■ What you are asked to do:
Copy every line of the material below word for word, keeping the original order.

■ Records from a data source:
====

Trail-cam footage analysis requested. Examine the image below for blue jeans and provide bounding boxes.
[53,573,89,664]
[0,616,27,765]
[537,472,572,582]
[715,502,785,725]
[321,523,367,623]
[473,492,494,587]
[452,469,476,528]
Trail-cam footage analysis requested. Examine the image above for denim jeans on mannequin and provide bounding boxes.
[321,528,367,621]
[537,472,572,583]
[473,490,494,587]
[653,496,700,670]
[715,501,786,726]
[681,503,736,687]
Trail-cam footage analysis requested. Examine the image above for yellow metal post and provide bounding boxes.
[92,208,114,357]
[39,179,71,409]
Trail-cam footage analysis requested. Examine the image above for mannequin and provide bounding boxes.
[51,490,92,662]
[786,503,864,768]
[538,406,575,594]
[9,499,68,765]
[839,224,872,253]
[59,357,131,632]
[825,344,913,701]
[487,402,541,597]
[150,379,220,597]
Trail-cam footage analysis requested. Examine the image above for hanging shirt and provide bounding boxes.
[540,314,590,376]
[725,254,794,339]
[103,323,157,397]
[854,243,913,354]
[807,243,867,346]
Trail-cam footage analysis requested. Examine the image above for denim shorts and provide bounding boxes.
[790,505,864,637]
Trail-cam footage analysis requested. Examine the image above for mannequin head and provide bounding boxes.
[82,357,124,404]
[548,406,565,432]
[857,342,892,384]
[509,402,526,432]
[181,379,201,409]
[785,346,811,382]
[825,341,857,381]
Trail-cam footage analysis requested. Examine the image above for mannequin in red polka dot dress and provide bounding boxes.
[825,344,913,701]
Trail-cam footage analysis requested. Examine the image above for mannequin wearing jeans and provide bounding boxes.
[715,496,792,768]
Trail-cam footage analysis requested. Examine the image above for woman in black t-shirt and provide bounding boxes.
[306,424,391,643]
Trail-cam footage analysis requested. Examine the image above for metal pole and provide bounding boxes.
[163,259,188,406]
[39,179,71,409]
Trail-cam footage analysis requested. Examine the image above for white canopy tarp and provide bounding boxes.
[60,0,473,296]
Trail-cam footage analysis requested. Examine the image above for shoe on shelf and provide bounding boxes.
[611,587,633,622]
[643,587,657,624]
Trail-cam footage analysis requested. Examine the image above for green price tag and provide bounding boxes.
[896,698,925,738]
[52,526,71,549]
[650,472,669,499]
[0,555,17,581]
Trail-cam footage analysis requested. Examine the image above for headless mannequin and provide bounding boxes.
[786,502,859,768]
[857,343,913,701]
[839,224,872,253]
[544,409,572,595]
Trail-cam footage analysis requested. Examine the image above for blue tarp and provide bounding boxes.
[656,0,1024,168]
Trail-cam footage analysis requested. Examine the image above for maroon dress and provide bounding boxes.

====

■ Solution:
Trail-cam footage analysis requested. Examine the image below for blue jeans and provide bounding boxes.
[53,573,89,664]
[0,616,27,765]
[537,472,572,582]
[715,502,785,725]
[321,523,367,623]
[473,492,494,587]
[452,469,476,528]
Trail-cam footage analysis requested. Examine the image above for denim jeans on mannequin and provide bounding boxes.
[321,528,367,621]
[537,472,572,583]
[473,490,494,587]
[653,496,700,670]
[715,501,786,726]
[681,503,736,687]
Trail-cam footage analysis requested. Examine the image above for yellow metal post and provide bounding boxes.
[92,208,114,357]
[39,179,71,409]
Trail-cam footage analysis requested. Examine the image above for mannequin and provide bounding boxes.
[51,490,92,662]
[786,503,864,768]
[538,406,575,594]
[9,499,68,765]
[839,224,872,253]
[59,357,131,632]
[825,344,913,701]
[487,402,541,597]
[150,379,220,597]
Trail-cam footage analysis requested. Examine the image above for hanging shirt and provide bounding boxes.
[540,314,590,376]
[725,254,794,339]
[103,323,157,397]
[854,243,913,354]
[807,243,867,346]
Trail-cam footage analysis requested. Examine the image above for denim shorts and provide bounding boxes.
[790,505,864,637]
Trail-cam footage analysis requested. Examine the image above for mannequin head and provide bounding boxes.
[82,357,124,404]
[548,406,565,432]
[857,342,892,384]
[509,402,526,432]
[181,379,201,409]
[785,346,811,382]
[825,341,857,381]
Trail-cam footage analysis requested. Examine the image above for mannequin in red polka dot dress and provide bounding boxes.
[825,344,913,701]
Trail-cam footage analysis requested. Examine the image above for mannequin wearing jeans and provide bounding boxes.
[715,496,792,768]
Trail-cam footage analysis requested. Examine the image above for woman in black t-shirt and provide bounding boxes.
[306,424,391,643]
Trail-cam footage analysis requested. Examine the image above for metal pole and provide bounding boxes.
[163,259,188,406]
[39,179,71,409]
Trail-cam footage analysis requested. Examine the image above for white canopy tarp and provide bounding boxes.
[60,0,473,296]
Trail-cam footage analysis requested. Examine the image above for shoe on shelf and provide bounding boxes.
[611,587,633,622]
[643,587,657,624]
Trail-cam footage analysis requested. Examine the image above for green price tag and provide bounding boxes.
[896,698,925,738]
[52,526,71,549]
[650,472,669,499]
[0,555,17,581]
Trail-cam footage analysis requested. Examine the image above for headless mannequin and provide bounding boxes.
[786,502,859,768]
[857,343,913,701]
[839,224,872,253]
[544,409,572,595]
Trail-cam footage analysis requested. Examine the image above for blue tarp and provide bounding boxes.
[656,0,1024,168]
Trail-cam footage analysis requested. Examine the image above for maroon dress and provide bounding boxes.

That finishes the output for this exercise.